### STATED GOAL
In the email reply about note handlers and floating-point registers below, why did the writer choose to give the note handler a copy of the FPU context?
-- START EXTRACT --
On Mon, Mar 3, 2025 at 11:17 AM <cinap_lenrek@felloff.net> wrote:

> one issue i can see with this is that now it is unclear what
> /proc/$pid/fpregs is supposed to be once a process executes
> the note handler.
>

I was focusing on making something work at all, but I agree that's a detail
to get right. I believe that /proc/$pid/regs is the note registers during
the note handler, and so .../fpregs should be the same. I don't think we
need fpregs and ofpregs, since we don't have regs and oregs.

also, do we want the note-handler to have a clean (FPinit) fpu
> context or should it get a copy? and why?
>

I chose to give it a copy because systems might initialize certain
registers to certain values at startup and then assume those are always
set. Copying preserves those decisions. The integer registers are also
copied. To me it fits with the simple elegance of fork compared to the
awkwardness of StartProcess. (Other operating system designers may
disagree, but Plan 9 is a system in the fork camp.)


> do we want to backport this to all architectures, or just
> the ones that combine fp and vector instructions?
>

It would make sense to me to allow on all architectures for consistency,
but I'm personally working on this as a Go developer, not a Plan 9
developer. I'm just trying to minimize the irregularities that Go takes on
to support Plan 9. Thanks for looking into making the same fix on 9front. I
think my /sys/src/9k fix is a little cleaner, for what it's worth. In the
/sys/src/9 fix I probably should have used two state fields instead of one
shifty field.

it would be a good idea to document this changes of behaviour
> somewhere and have a rationale.
-- END EXTRACT --
-- START DATASET EXCERPTS --
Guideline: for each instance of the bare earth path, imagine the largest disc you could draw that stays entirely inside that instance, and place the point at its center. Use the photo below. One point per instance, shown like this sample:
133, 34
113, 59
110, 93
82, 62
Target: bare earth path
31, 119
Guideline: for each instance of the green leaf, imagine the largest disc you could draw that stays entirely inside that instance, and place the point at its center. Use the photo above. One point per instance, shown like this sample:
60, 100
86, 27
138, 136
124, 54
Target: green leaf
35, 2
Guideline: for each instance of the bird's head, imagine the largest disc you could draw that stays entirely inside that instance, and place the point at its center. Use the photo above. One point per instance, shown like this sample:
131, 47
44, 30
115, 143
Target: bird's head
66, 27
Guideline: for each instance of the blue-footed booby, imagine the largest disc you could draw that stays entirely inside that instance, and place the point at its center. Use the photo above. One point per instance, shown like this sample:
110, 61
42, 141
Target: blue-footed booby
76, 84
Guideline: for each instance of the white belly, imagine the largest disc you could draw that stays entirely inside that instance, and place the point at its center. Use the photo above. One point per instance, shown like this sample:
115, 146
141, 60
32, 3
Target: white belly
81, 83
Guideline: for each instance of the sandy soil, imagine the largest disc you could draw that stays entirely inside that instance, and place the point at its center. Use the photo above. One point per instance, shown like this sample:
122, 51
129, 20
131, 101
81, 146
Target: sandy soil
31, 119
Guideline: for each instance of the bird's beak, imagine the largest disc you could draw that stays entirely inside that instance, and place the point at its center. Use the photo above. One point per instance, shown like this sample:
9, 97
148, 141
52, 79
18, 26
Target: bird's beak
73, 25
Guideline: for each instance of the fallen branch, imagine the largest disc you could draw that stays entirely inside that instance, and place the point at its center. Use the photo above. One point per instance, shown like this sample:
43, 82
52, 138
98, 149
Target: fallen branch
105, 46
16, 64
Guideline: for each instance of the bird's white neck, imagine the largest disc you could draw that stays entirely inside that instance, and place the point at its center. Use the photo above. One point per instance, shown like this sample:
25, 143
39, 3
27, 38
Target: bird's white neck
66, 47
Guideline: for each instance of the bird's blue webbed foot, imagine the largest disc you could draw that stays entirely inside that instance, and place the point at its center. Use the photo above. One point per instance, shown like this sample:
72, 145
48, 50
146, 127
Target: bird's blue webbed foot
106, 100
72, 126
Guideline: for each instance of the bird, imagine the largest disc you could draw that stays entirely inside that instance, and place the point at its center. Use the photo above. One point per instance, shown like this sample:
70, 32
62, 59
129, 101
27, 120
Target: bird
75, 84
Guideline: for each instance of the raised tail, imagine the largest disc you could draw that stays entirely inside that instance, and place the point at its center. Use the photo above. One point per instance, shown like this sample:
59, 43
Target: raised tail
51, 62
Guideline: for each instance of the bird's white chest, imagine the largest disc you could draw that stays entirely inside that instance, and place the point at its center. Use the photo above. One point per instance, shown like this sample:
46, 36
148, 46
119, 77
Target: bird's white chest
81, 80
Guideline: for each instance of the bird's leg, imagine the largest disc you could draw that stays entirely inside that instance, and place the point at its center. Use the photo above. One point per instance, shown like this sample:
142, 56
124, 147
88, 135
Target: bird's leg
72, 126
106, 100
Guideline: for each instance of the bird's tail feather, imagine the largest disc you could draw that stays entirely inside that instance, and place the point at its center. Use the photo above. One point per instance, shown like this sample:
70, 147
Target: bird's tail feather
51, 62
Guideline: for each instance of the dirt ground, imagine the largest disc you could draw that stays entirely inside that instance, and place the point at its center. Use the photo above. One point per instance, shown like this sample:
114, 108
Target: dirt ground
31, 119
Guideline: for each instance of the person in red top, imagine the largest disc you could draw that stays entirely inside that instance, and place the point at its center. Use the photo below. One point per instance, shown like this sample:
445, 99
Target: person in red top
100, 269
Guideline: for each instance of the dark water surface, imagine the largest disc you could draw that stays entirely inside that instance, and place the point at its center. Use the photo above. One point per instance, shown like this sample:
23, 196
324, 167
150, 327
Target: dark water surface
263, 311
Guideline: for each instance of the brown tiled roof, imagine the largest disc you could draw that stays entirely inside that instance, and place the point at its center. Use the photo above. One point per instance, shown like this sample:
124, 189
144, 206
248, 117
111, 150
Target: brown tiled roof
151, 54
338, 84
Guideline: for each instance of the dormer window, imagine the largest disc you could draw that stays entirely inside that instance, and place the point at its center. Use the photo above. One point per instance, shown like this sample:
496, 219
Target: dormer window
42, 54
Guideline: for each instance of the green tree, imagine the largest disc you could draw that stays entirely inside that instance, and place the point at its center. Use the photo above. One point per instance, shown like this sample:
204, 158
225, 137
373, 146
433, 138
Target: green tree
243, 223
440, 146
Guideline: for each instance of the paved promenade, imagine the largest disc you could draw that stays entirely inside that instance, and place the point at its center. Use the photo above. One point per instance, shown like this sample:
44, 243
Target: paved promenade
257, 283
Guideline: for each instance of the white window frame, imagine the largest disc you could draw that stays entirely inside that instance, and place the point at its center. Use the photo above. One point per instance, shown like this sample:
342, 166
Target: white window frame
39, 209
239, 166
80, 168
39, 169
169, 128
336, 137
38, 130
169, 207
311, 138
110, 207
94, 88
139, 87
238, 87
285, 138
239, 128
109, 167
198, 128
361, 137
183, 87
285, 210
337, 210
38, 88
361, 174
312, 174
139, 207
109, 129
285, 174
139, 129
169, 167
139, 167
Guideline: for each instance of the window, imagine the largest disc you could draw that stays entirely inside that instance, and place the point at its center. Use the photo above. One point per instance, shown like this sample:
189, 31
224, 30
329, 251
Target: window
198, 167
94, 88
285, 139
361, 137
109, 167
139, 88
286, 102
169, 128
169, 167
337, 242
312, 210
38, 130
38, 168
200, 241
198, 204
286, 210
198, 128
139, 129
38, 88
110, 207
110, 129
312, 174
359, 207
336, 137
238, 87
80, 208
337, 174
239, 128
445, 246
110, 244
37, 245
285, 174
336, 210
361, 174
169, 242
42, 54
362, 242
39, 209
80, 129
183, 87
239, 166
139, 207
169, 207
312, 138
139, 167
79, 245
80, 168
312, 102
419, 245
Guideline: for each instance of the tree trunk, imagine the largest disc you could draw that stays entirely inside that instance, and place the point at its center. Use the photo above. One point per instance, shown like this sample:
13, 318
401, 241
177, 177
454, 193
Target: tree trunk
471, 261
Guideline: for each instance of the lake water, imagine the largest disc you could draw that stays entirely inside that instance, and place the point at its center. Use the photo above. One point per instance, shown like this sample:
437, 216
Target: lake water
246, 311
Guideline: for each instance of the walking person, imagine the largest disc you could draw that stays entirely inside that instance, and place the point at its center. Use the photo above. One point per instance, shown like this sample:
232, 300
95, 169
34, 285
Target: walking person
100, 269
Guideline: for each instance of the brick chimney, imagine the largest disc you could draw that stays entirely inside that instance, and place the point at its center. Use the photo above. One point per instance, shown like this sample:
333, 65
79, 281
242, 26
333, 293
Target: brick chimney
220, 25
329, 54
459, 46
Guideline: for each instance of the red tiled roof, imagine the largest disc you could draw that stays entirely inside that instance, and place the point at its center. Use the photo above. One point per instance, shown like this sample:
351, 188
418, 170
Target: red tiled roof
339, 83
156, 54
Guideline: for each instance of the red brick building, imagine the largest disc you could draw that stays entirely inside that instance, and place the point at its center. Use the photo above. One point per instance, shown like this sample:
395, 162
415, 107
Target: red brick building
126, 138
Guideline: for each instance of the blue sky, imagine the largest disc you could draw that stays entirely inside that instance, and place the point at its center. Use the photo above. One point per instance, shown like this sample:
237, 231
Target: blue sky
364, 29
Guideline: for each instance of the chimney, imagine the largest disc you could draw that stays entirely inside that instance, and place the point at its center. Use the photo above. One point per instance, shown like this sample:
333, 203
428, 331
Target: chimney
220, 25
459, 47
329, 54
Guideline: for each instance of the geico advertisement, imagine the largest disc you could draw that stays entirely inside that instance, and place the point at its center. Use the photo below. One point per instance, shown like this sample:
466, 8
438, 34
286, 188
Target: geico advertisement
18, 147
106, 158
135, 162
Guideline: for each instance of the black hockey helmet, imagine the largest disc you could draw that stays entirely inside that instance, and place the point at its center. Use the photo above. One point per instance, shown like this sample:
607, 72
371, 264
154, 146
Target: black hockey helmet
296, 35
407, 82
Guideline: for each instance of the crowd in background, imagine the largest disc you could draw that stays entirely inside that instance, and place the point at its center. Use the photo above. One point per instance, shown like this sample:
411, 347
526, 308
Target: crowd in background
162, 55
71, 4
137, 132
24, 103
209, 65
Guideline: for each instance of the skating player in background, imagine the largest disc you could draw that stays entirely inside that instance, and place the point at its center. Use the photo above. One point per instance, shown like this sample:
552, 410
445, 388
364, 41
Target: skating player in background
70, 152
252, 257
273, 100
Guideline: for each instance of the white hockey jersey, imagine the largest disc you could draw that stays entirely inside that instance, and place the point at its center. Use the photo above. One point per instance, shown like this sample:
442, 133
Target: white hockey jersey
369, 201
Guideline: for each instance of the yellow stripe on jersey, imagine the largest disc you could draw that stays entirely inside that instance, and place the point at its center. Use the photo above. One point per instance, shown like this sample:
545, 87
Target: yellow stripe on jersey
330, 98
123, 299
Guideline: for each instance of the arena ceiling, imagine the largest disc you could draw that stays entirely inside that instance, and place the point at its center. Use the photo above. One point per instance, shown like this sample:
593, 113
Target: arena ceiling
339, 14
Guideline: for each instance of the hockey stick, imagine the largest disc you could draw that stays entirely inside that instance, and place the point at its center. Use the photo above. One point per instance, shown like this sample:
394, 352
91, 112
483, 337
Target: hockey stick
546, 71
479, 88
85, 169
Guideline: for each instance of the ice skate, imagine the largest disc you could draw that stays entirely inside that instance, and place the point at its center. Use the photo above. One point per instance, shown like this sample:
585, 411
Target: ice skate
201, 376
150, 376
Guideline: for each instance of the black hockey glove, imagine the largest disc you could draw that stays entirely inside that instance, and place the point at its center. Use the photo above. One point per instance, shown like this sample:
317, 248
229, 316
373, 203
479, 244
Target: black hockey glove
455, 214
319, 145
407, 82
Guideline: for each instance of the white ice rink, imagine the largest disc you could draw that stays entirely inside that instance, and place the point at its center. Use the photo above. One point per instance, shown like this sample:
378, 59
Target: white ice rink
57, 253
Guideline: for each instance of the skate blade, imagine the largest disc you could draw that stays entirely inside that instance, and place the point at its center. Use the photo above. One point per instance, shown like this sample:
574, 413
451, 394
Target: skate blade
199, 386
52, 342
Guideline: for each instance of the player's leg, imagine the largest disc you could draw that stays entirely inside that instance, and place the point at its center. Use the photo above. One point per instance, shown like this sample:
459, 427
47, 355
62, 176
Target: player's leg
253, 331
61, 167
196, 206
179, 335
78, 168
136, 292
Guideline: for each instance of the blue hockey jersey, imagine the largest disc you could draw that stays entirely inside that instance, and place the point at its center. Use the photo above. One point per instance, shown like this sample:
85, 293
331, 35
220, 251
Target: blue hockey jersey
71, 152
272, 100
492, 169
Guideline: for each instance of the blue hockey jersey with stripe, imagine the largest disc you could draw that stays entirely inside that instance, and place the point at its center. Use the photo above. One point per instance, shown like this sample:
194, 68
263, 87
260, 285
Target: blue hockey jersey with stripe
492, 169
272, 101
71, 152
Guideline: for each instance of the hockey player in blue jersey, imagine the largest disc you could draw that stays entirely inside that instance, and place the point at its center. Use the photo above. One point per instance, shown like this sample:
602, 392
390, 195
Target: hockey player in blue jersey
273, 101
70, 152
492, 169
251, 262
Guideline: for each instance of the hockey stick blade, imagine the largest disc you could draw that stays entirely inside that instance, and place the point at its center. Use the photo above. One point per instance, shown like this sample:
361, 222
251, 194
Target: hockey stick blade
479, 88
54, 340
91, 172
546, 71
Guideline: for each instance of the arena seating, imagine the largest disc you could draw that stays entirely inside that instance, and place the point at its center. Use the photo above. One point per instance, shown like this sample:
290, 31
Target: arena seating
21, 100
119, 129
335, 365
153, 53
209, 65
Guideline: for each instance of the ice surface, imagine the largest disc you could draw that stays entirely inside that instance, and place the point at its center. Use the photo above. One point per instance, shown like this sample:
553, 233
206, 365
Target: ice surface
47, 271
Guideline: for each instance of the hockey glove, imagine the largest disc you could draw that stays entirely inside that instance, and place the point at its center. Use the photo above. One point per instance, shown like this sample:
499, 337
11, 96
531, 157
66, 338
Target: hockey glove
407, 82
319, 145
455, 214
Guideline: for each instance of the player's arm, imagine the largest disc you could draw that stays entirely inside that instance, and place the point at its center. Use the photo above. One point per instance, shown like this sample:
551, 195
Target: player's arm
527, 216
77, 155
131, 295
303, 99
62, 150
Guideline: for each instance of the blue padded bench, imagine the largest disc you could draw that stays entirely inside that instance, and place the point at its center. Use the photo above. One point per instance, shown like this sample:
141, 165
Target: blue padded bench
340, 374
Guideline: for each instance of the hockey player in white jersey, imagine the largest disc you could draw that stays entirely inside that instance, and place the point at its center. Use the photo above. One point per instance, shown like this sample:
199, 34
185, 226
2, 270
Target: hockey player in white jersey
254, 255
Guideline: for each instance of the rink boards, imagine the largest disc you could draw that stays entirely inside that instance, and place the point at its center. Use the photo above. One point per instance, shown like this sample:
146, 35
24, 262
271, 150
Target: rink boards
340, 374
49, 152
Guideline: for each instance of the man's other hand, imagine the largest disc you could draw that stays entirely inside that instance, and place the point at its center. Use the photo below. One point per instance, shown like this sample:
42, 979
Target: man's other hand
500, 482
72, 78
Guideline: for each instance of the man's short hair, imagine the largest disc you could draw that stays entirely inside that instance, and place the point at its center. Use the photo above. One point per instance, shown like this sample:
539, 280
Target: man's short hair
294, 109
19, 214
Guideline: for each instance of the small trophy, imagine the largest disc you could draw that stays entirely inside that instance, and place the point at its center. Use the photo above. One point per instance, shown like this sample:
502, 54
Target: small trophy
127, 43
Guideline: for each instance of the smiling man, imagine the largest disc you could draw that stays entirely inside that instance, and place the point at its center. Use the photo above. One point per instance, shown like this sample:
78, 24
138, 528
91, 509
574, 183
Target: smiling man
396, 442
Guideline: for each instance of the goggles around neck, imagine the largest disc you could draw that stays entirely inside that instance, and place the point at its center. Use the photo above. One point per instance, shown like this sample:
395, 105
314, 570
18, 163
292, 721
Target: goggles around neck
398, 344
-- END DATASET EXCERPTS --
### EXERCISE RESPONSE
Systems might initialize certain registers to certain values at startup and then assume those are always set, and copying preserves those decisions.